Take the data below and repeat it exactly.

* start *

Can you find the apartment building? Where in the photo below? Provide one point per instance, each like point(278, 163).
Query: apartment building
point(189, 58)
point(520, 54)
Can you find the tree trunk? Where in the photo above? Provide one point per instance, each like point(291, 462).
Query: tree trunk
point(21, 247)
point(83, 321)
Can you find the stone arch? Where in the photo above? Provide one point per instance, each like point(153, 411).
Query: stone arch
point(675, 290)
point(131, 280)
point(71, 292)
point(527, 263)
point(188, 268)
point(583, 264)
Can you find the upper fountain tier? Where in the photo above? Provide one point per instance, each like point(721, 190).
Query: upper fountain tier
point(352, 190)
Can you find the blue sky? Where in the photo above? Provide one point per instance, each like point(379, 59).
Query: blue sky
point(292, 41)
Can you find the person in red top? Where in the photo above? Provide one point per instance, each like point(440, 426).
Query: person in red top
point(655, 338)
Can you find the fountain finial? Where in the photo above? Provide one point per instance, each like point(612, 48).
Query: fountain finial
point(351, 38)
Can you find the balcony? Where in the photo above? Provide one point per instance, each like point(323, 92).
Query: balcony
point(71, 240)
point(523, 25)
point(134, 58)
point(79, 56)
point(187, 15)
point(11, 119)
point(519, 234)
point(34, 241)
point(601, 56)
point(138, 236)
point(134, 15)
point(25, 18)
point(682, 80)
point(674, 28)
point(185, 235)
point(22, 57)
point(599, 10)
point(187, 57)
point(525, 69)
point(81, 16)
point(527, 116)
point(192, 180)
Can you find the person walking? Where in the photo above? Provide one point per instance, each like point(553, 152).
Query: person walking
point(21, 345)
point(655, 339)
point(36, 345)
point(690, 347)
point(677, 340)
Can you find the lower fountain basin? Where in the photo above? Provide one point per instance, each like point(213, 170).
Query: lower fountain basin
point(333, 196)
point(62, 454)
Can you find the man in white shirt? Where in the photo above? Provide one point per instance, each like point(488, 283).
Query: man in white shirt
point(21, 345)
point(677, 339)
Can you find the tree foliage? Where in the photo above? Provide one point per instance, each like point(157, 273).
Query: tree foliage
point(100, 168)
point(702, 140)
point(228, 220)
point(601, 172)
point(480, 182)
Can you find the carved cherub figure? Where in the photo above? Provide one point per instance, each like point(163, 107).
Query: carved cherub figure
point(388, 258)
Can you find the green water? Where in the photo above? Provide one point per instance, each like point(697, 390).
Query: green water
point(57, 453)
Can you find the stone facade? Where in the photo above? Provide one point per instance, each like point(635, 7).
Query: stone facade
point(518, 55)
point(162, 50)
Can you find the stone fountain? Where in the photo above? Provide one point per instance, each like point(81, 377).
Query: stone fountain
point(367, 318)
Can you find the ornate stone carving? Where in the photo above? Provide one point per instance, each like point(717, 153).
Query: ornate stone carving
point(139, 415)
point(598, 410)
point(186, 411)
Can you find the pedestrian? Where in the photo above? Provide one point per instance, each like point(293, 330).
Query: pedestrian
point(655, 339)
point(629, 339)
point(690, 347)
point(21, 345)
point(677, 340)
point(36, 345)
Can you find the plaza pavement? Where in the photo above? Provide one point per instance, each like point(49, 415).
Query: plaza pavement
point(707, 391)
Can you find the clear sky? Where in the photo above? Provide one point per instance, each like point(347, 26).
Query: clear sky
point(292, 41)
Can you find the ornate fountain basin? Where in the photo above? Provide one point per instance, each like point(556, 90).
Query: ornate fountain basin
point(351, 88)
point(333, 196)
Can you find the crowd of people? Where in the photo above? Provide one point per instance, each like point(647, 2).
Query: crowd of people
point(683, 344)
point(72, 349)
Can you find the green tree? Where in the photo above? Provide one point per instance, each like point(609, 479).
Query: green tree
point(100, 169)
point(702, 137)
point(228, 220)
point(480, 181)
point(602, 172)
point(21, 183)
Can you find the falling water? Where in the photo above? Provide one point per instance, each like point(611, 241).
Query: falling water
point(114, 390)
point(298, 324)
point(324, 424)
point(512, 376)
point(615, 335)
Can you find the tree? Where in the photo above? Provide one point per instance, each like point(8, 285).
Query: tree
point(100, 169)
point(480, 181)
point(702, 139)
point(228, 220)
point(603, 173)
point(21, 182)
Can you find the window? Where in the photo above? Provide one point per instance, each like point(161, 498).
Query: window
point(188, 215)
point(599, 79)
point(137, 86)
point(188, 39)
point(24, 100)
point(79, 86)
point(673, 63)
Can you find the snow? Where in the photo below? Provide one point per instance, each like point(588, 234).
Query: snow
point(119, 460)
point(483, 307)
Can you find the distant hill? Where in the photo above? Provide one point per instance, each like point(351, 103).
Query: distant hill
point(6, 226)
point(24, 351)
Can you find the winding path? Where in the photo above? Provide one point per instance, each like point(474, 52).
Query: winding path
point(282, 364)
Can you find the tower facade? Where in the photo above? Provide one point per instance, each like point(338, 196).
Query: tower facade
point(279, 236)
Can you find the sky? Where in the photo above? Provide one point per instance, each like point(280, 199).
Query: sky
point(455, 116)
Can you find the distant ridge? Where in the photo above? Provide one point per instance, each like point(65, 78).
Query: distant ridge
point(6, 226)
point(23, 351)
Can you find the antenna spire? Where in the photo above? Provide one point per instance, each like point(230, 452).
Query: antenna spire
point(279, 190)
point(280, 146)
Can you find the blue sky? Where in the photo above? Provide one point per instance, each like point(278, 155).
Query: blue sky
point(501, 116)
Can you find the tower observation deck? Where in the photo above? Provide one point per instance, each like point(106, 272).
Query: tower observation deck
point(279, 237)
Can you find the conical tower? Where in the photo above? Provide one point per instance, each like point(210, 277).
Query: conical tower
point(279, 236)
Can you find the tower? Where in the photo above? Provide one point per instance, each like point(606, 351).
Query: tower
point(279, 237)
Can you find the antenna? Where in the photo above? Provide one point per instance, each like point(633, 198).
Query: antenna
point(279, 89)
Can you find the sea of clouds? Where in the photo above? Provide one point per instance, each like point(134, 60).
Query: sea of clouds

* end *

§ **Result**:
Can you find the apartment building? Where in the photo below? Provide one point per instance, each like point(278, 163).
Query: apartment building
point(189, 58)
point(520, 54)
Can you find the tree trunk? Where in the photo above? Provide one point per instance, each like point(291, 462).
Query: tree trunk
point(21, 247)
point(83, 321)
Can you find the stone arch? Where in the photo above? Provide one point per instance, each like point(153, 411).
Query: stone arch
point(675, 290)
point(131, 280)
point(71, 292)
point(527, 263)
point(188, 268)
point(583, 264)
Can you find the upper fountain tier? Where in the photo above? Provide one point per instance, each like point(721, 190).
Query: upper fountain tier
point(352, 190)
Can you find the blue sky? Where in the photo above? Provide one point per instance, each like point(379, 59).
Query: blue sky
point(292, 41)
Can you find the person in red top? Where in the photo above? Provide one point per instance, each like point(440, 426).
Query: person in red top
point(655, 338)
Can you find the fountain finial? Where in the photo above? Provide one point per instance, each like point(612, 48).
Query: fountain finial
point(351, 38)
Can you find the balcony? Where in the photo above? Provide one point per instance, each like point(323, 92).
Query: balcony
point(71, 240)
point(523, 25)
point(134, 58)
point(79, 56)
point(187, 15)
point(11, 119)
point(519, 234)
point(34, 241)
point(601, 56)
point(138, 236)
point(134, 15)
point(25, 18)
point(682, 80)
point(674, 28)
point(185, 235)
point(22, 57)
point(599, 10)
point(187, 57)
point(525, 69)
point(81, 16)
point(527, 116)
point(192, 180)
Can you find the person walking? Where in the photo above? Provide one point per instance, each like point(553, 152).
Query: person walking
point(21, 345)
point(655, 339)
point(36, 345)
point(690, 347)
point(677, 340)
Can you find the lower fountain basin? Where in the photo above? Provide one point per instance, each like point(213, 170).
Query: lower fountain basin
point(333, 196)
point(62, 454)
Can you find the man in white shirt? Where in the photo above? Provide one point per instance, each like point(488, 283).
Query: man in white shirt
point(21, 345)
point(677, 339)
Can you find the tree foliage? Where in the photo above? Provide one point per instance, each like point(157, 273).
Query: tree foliage
point(100, 168)
point(702, 140)
point(228, 220)
point(601, 172)
point(480, 182)
Can you find the carved cherub figure? Where in the photo above? Provide one point per instance, each like point(163, 107).
Query: carved cherub figure
point(388, 258)
Can you find the green water? Where in the photo above? Provide one point per instance, each like point(697, 390).
Query: green water
point(57, 453)
Can you find the stone facade? Where in the photo above? Provide one point per instance, each like point(635, 7).
Query: stone facade
point(518, 55)
point(162, 50)
Can you find the stone fountain? Where in the photo above? Provide one point per instance, each like point(81, 377).
Query: stone fountain
point(367, 318)
Can you find the ornate stone carving? Where in the photo above? Provide one point per instance, each like point(717, 153).
Query: ornate stone carving
point(139, 415)
point(598, 410)
point(186, 411)
Can you find the pedestrian? Where in the photo above? Provide one point per instance, each like point(293, 330).
Query: pedestrian
point(655, 339)
point(629, 339)
point(690, 347)
point(21, 345)
point(677, 340)
point(36, 345)
Can you find the plaza pavement? Where in the photo above? Provide one point per instance, each like point(49, 415).
Query: plaza pavement
point(707, 391)
Can you find the clear sky? Where in the photo above? Provide one point per instance, each like point(347, 26).
Query: clear sky
point(292, 41)
Can you find the ornate fountain basin? Where in the photo above? Provide one point per instance, each like point(556, 90).
Query: ornate fountain basin
point(351, 88)
point(333, 196)
Can you find the crowd of people? Where in the photo above? Provide one point per instance, each like point(647, 2).
Query: crowd of people
point(683, 344)
point(72, 349)
Can you find the green tree? Where in the photo above? Provide one point per instance, each like point(609, 479).
Query: green tree
point(100, 169)
point(702, 137)
point(228, 220)
point(480, 181)
point(602, 172)
point(21, 183)
Can you find the falling water? Where in the photo above? Provide one point per instance, each like point(611, 241).
Query: falling water
point(114, 390)
point(298, 324)
point(324, 424)
point(512, 376)
point(615, 335)
Can you find the tree? Where in the photo above? Provide one point per instance, each like point(8, 285).
Query: tree
point(100, 169)
point(480, 181)
point(702, 139)
point(228, 220)
point(603, 173)
point(21, 182)
Can you find the window? Where in the photo above? Provide one point per instance, each like point(161, 498).
Query: window
point(188, 215)
point(599, 79)
point(137, 86)
point(188, 39)
point(24, 100)
point(79, 86)
point(673, 63)
Can you find the snow? Where in the photo below? Provide one point per instance, each like point(588, 234).
Query: snow
point(119, 460)
point(483, 307)
Can you find the distant hill? Where in the photo above? Provide one point per instance, each like point(351, 103).
Query: distant hill
point(6, 226)
point(24, 351)
Can you find the winding path? Where in the photo above? Provide one point per instance, each like point(474, 52).
Query: winding path
point(282, 364)
Can you find the tower facade? Where in the photo above? Provide one point per instance, each like point(338, 196).
Query: tower facade
point(279, 236)
Can you find the sky? Where in the photo above? Provide one point per instance, each like point(280, 199).
Query: sky
point(455, 116)
Can you find the distant ridge? Where in the photo above? Provide one point per instance, each like point(65, 78).
Query: distant ridge
point(6, 226)
point(23, 351)
Can you find the antenna spire? Where in the photo above? Provide one point per instance, each like point(230, 452).
Query: antenna spire
point(279, 190)
point(280, 146)
Can you find the blue sky? Where in the photo above? Provide one point per instance, each like point(278, 155).
Query: blue sky
point(501, 116)
Can you find the tower observation deck? Where in the photo above? Provide one point per instance, each like point(106, 272).
Query: tower observation deck
point(279, 237)
Can you find the conical tower? Where in the photo above? Provide one point per instance, each like point(210, 277).
Query: conical tower
point(279, 236)
Can you find the tower? Where in the photo above? Provide one point per instance, each like point(606, 351).
Query: tower
point(279, 237)
Can you find the antenna? Where in the photo above? Provide one point per instance, each like point(633, 198).
Query: antenna
point(279, 89)
Can you find the sea of clouds? Where in the photo above? Provide one point per instance, each like point(134, 60).
Query: sea of clouds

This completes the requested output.